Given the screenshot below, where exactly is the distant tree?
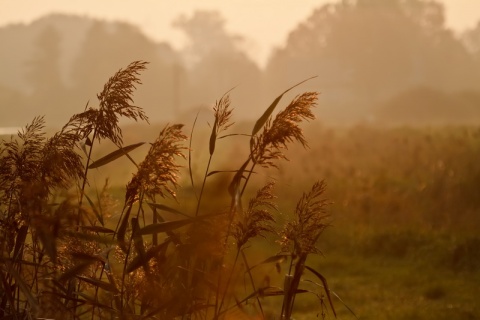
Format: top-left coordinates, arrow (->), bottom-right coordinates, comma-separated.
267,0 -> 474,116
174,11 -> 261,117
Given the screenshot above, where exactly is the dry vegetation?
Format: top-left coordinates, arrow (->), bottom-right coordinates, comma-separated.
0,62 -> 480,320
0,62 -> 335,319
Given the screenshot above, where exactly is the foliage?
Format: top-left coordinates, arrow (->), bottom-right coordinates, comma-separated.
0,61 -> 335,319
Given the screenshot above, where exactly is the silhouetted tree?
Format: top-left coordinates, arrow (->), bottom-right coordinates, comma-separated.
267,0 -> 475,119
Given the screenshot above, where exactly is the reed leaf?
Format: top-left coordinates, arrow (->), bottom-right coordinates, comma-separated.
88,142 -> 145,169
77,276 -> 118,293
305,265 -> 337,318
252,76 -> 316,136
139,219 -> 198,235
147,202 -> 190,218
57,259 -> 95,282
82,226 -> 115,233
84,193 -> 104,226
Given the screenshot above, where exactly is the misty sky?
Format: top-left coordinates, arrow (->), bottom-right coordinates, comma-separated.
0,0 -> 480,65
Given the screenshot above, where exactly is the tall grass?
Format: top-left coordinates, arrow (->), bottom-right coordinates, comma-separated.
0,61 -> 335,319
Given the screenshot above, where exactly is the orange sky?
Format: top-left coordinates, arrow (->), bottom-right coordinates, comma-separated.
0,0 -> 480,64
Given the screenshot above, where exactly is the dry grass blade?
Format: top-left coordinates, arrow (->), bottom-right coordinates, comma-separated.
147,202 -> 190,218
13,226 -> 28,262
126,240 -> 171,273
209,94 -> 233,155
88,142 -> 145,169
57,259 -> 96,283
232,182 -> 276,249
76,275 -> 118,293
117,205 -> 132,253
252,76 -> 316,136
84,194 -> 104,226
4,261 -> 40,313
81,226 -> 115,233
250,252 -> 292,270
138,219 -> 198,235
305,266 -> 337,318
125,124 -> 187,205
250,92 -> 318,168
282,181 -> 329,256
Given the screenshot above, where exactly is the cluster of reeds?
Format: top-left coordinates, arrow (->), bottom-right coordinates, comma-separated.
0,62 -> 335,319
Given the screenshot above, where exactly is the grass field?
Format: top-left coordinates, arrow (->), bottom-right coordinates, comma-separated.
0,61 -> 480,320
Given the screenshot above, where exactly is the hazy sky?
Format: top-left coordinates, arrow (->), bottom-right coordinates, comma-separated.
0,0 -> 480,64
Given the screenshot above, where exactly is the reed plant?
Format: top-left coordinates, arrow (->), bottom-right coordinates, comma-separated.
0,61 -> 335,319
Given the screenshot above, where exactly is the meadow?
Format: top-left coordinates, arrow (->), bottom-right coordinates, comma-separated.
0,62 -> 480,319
...
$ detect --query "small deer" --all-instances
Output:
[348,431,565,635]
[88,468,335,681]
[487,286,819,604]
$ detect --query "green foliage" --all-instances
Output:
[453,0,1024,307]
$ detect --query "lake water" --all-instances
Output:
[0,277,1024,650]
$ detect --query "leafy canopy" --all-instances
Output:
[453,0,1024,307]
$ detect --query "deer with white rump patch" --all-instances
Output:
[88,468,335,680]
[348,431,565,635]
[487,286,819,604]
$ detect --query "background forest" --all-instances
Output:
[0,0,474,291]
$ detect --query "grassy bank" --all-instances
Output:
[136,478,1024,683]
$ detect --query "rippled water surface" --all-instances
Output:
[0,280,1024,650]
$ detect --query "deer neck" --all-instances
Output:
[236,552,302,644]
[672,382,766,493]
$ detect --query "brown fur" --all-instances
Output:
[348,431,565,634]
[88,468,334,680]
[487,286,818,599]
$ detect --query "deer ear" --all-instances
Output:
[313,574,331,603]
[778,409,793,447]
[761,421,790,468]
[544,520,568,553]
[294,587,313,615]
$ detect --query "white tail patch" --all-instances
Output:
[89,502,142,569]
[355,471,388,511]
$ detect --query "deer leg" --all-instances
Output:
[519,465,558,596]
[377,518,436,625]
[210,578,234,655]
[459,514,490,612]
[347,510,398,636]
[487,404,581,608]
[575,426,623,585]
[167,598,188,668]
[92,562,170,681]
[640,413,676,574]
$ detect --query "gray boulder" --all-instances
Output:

What is being asked =>
Copy the records word for word, starting at the line containing "Given the screenshot below, where" and ending at the line containing "174,11 -> 261,117", with both of those lines included. Leave the picture out.

Written answer =>
Given the screenshot below, where exactly is the distant tree?
Format: top-left coordinates, arrow (->), bottom-right coordinates, comma-separated.
267,0 -> 474,116
174,11 -> 261,117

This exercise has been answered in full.